Source text START
But even Welles’ earlier work, including the one movie he inarguably had complete creative control over, has been the subject of controversy. As I pointed out several months ago, Citizen Kane has been released in multiple VHS and DVD editions over the years that have failed to do justice to its original, revolutionary visual style. The new Warner Bros. blu-ray happily corrects the most egregious problems associated with previous editions by aiming for a greater film-like look. Welles’ last Hollywood masterpiece, Touch of Evil, a movie that was re-edited and partially re-shot against his wishes, was restored in 1998 as closely as possible to the director’s original intentions. And yet when Universal attempted to take a completist approach to Touch of Evil for their 50th Anniversary DVD edition in 2008 by including three different cuts of the film, they still courted controversy by only including it in a widescreen aspect ratio that some claimed was not the way it was meant to be seen. The new Eureka/Masters of Cinema blu-ray of Touch of Evil attempts to cover all bases by including five versions – all three of the extant cuts, two of which are presented in different aspect ratios: the academy (or television) ratio of 1.37:1 as well as the widescreen 1.85:1.
Source text END
Information given START
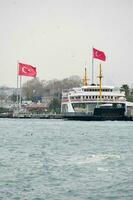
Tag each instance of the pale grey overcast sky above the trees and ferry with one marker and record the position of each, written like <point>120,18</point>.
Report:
<point>57,36</point>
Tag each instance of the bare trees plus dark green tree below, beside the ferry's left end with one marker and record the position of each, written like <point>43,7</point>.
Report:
<point>49,91</point>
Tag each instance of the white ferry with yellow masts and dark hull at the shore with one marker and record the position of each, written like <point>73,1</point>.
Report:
<point>93,102</point>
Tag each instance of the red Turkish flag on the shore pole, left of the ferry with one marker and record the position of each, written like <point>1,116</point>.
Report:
<point>27,70</point>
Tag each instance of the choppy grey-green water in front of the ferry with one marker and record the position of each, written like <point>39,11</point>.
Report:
<point>65,160</point>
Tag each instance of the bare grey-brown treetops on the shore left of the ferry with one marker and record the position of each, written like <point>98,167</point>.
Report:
<point>35,87</point>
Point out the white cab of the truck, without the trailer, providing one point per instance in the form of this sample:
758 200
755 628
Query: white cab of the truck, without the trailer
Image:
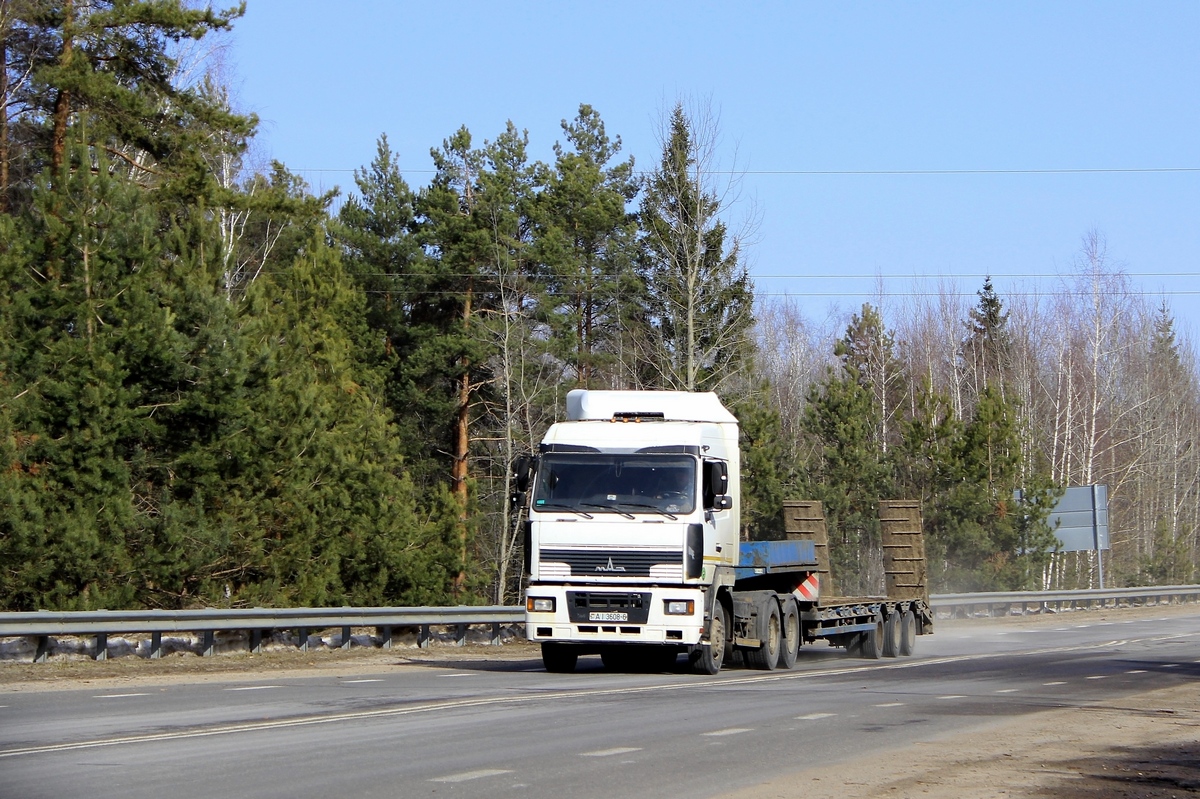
633 516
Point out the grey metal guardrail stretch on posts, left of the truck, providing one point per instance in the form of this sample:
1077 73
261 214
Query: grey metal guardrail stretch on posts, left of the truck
100 624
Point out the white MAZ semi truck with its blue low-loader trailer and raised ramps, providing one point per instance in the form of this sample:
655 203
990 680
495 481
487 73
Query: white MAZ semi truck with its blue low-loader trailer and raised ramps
633 548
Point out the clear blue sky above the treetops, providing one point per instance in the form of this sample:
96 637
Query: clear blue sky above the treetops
981 106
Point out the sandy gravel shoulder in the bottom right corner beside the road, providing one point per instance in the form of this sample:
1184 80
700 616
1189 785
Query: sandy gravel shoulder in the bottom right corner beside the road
1145 747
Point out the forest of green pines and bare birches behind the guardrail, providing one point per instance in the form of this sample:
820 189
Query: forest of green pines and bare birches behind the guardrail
221 389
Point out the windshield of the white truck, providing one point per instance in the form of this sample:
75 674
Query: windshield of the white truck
592 483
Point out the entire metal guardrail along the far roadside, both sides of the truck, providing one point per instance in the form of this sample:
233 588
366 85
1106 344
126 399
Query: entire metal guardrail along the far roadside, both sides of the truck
43 626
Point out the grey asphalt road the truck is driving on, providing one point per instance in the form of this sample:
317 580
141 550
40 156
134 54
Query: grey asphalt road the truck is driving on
509 729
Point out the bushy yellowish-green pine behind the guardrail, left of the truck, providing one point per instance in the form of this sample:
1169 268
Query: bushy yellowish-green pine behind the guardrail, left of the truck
335 519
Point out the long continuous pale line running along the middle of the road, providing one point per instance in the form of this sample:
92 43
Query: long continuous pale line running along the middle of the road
560 695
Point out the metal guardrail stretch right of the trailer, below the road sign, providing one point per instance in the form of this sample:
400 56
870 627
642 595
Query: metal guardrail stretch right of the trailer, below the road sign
1043 602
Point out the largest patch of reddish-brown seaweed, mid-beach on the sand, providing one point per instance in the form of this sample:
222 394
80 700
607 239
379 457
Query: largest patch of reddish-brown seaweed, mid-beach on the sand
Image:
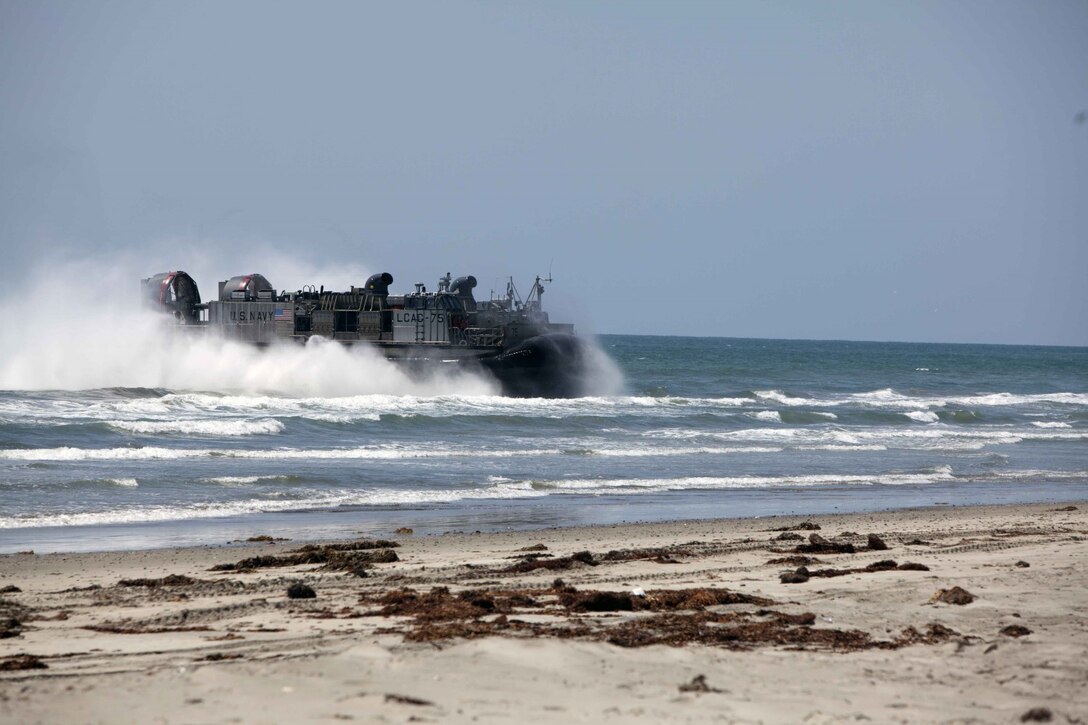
674 618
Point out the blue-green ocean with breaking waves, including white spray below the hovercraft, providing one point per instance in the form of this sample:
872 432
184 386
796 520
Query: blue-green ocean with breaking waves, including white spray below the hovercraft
325 444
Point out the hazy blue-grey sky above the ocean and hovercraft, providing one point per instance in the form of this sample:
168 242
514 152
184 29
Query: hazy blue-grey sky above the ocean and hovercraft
840 170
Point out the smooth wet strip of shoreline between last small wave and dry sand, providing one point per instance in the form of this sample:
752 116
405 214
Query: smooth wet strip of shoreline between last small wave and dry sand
528 515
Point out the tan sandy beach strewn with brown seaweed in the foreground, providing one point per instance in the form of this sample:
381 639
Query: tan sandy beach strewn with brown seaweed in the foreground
463 628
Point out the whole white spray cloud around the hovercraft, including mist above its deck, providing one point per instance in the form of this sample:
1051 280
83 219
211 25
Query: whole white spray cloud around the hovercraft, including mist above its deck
79 325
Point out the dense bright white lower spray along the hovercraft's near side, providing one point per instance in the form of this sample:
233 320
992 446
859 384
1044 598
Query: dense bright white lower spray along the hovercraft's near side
126 349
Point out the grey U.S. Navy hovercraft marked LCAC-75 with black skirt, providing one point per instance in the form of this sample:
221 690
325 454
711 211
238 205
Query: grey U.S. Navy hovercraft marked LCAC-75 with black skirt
512 340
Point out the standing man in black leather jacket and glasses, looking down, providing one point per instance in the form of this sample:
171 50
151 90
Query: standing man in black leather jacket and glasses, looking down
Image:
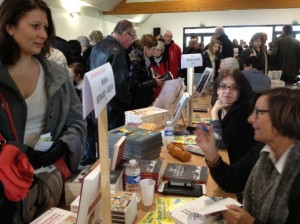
112 50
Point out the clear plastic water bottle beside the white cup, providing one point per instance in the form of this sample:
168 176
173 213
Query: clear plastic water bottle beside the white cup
133 177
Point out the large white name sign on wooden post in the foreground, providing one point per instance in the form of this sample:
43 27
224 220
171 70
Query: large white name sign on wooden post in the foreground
98 90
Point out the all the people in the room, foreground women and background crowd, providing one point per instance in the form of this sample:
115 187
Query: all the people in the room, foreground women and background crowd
253 121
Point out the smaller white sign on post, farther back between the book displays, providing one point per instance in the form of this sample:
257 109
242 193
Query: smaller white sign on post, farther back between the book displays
190 61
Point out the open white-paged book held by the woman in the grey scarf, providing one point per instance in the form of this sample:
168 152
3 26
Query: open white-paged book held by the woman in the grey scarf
201 208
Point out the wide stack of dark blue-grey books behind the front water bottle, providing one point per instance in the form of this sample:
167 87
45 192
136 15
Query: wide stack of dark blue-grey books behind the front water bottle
139 143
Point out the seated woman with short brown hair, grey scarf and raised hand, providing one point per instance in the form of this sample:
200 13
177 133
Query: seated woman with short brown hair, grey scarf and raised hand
272 190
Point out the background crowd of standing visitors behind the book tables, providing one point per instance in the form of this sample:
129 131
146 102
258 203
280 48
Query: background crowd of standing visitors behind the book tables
142 60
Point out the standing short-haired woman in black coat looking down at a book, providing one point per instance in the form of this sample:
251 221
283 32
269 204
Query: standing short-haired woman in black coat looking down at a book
141 80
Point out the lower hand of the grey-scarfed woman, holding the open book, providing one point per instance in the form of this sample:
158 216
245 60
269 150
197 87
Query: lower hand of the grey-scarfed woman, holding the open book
236 215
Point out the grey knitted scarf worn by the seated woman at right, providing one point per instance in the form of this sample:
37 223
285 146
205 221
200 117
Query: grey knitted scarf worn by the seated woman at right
267 192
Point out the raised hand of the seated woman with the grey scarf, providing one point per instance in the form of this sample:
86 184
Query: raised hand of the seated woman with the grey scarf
206 141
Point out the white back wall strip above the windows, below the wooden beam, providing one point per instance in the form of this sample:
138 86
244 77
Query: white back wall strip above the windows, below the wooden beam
176 21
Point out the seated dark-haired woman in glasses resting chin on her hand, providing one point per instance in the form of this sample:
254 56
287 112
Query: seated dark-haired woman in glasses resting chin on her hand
229 113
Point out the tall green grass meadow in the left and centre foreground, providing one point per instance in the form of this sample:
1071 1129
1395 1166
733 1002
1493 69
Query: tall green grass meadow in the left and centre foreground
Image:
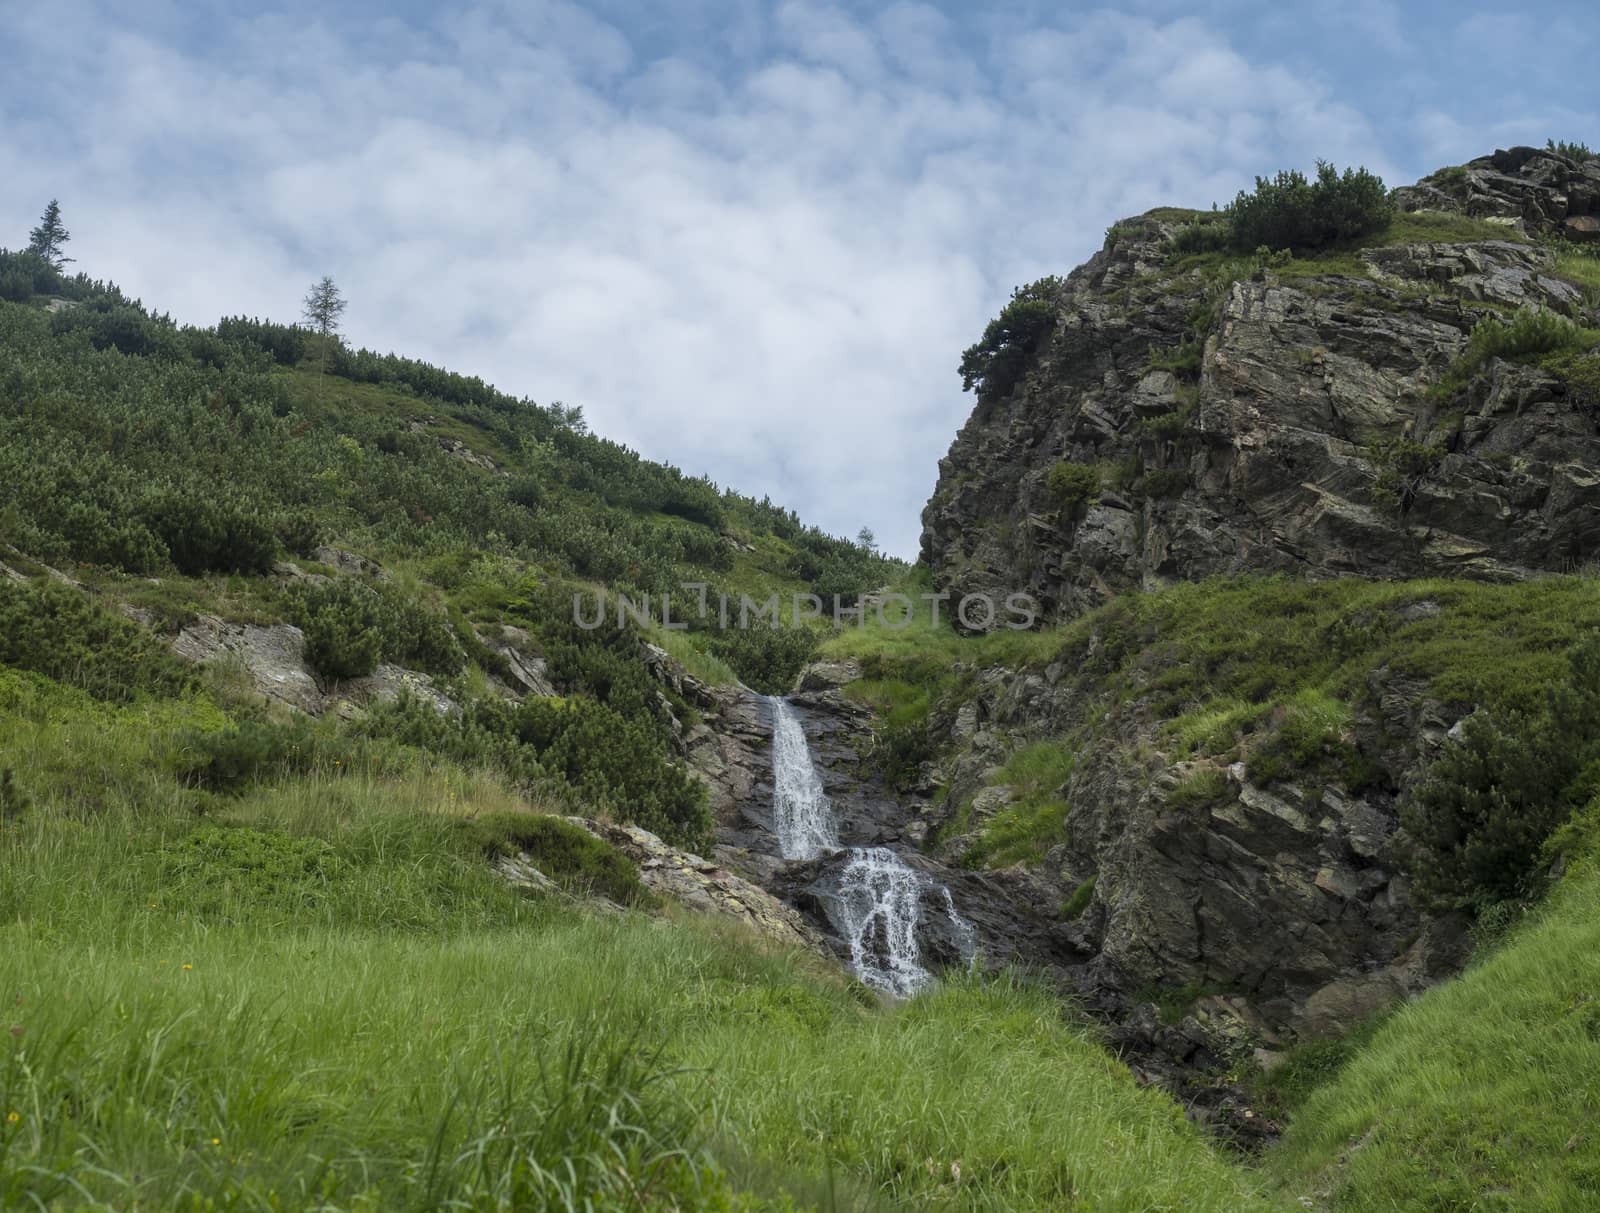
316 995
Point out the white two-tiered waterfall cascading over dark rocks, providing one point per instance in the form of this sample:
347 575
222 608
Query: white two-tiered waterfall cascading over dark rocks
879 900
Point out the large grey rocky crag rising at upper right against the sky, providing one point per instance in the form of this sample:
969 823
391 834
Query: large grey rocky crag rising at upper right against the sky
1271 458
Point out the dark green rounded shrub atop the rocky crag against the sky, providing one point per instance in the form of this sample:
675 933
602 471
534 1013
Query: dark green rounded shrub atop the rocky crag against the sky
1290 212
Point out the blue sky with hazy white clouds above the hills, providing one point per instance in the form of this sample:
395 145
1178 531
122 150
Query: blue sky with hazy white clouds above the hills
750 239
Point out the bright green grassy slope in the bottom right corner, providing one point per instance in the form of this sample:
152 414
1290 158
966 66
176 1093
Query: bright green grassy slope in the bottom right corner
1481 1095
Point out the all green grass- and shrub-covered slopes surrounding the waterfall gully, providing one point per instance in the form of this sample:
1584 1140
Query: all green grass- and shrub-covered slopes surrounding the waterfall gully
254 959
Information given END
> _Tasks and exercises_:
1. Answer these from the Orson Welles home video passage:
(a) In what year was Touch of Evil restored to match the director's original intentions as closely as possible?
(b) How many cuts of Touch of Evil did Universal's 50th Anniversary DVD include?
(c) Which studio released the new blu-ray of Citizen Kane?
2. Please write what comes next in the Orson Welles home video passage, picking up after its final sentence.
The records are material apart from the Orson Welles home video passage.

> _Results of the tasks_:
1.
(a) 1998
(b) Three
(c) Warner Bros.

2.
That the world can’t get enough of Welles now is ironic considering the tattered state of the director’s legacy in his own lifetime. (And there would be even more Welles releases on the market today if not for the intervention of his litigation-happy daughter Beatrice. She is now the only thing preventing the release of The Other Side of the Wind, Welles’ final unreleased movie.) It is tempting to invoke a parallel between Welles and Charles Foster Kane; like Thompson, the reporter in Kane who ends the film “playing with the pieces of a jigsaw puzzle,” movie lovers too must sift through the films of Orson Welles, whether finished, unfinished or in multiple versions, none of which can be called definitive, in order to best understand and appreciate his artistry as a director. I would argue that the very act of familiarizing oneself with the Welles canon is akin to conducting an investigation. However, the “solution” that each viewer comes to is likely to be different. Unlike, say, Alfred Hitchcock, whose authorial persona remains more stable and fixed in the minds of cinephiles, with each passing year Welles’ identity seems to multiply like the infinite reflections of Charles Foster Kane standing between two mirrors in the hallway of Xanadu. There are probably as many Orsons as there are viewers.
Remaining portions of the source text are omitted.